(Compito scritto A): Secondo la fonte, quante persone può accogliere la Cattedrale di San Paolo a Tirana?

Città
del Vaticano, 21 settembre 2014 (VIS). Al termine dell'Incontro
Interreligioso, Papa Francesco si è diretto alla Cattedrale di San
Paolo, al centro di Tirana, per la celebrazione dei Vespri con i
sacerdoti, i religiosi, le religiose, i seminaristi e i movimenti
laicali. La Cattedrale, consacrata nel 2002, ornata di una grande
vetrata raffigurante l'incontro di Papa Giovanni Paolo II con Madre
Teresa di Calcutta, può accogliere circa 700 persone.
Dopo
aver ascoltato la testimonianza di un sacerdote di 83 anni e di una
religiosa di 85, che hanno sofferto la persecuzione comunista, Papa
Francesco, commuovendosi fino alle lacrime, li ha abbracciati e,
lasciando da parte il testo ufficiale che ha consegnato
all'Arcivescovo di Tirana Rrok Mirdita, ha improvvisato alcune parole
che riportiamo di seguito:
"Ho
preparato alcune parole per voi, da dirvi, e le consegnerò
all’Arcivescovo perché lui dopo ve lo faccia arrivare. La
traduzione è già fatta. Si può fare arrivare.
Ma
adesso, mi è venuto di dirvi un’altra cosa… Abbiamo sentito
nella Lettura: “Sia benedetto Dio, Padre del Signore nostro Gesù
Cristo, Padre misericordioso e Dio di ogni consolazione, il quale ci
consola in ogni nostra tribolazione, perché possiamo anche noi
consolare quelli che si trovano in qualsiasi genere di afflizione,
con la consolazione stessa con la quale siamo stati consolati noi da
Dio” (2 Cor 1,3-4). È il
testo su cui oggi la Chiesa ci fa riflettere nei Vespri. In questi
due mesi, mi sono preparato per questa visita, leggendo la storia
della persecuzione in Albania. E per me è stata una sorpresa: io non
sapevo che il vostro popolo avesse sofferto tanto!

(Compito scritto B): Cita testualmente i record dalla prima riga fino alla riga con "[188, 194, 252, 233]]", compresa.

(Materiale fornito):
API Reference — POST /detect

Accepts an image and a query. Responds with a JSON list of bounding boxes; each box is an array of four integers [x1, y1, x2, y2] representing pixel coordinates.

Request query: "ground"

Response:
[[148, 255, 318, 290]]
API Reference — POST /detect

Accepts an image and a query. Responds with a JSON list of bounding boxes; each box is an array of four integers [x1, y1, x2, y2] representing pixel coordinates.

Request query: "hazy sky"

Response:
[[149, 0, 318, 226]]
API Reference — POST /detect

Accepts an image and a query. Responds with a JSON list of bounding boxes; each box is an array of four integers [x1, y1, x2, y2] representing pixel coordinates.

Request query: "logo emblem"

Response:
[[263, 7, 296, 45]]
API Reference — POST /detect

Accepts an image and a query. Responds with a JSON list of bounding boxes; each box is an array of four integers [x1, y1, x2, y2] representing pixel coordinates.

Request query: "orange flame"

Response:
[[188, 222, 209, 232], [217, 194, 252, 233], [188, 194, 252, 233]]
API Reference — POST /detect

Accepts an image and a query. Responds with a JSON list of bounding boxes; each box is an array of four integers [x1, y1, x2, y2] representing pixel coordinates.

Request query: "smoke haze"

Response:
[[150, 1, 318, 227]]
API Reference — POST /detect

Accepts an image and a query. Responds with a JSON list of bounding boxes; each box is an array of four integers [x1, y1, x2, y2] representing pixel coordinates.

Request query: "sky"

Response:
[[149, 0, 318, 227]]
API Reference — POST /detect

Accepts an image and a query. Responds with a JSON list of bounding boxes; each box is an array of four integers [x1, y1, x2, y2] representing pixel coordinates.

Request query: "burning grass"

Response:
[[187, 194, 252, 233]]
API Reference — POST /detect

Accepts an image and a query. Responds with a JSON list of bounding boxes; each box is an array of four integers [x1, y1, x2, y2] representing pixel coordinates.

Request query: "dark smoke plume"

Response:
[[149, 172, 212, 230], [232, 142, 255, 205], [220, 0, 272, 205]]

(Soluzione A): Circa 700 persone.

(Soluzione B):
API Reference — POST /detect

Accepts an image and a query. Responds with a JSON list of bounding boxes; each box is an array of four integers [x1, y1, x2, y2] representing pixel coordinates.

Request query: "ground"

Response:
[[148, 255, 318, 290]]
API Reference — POST /detect

Accepts an image and a query. Responds with a JSON list of bounding boxes; each box is an array of four integers [x1, y1, x2, y2] representing pixel coordinates.

Request query: "hazy sky"

Response:
[[149, 0, 318, 226]]
API Reference — POST /detect

Accepts an image and a query. Responds with a JSON list of bounding boxes; each box is an array of four integers [x1, y1, x2, y2] representing pixel coordinates.

Request query: "logo emblem"

Response:
[[263, 7, 296, 45]]
API Reference — POST /detect

Accepts an image and a query. Responds with a JSON list of bounding boxes; each box is an array of four integers [x1, y1, x2, y2] representing pixel coordinates.

Request query: "orange flame"

Response:
[[188, 222, 209, 232], [217, 194, 252, 233], [188, 194, 252, 233]]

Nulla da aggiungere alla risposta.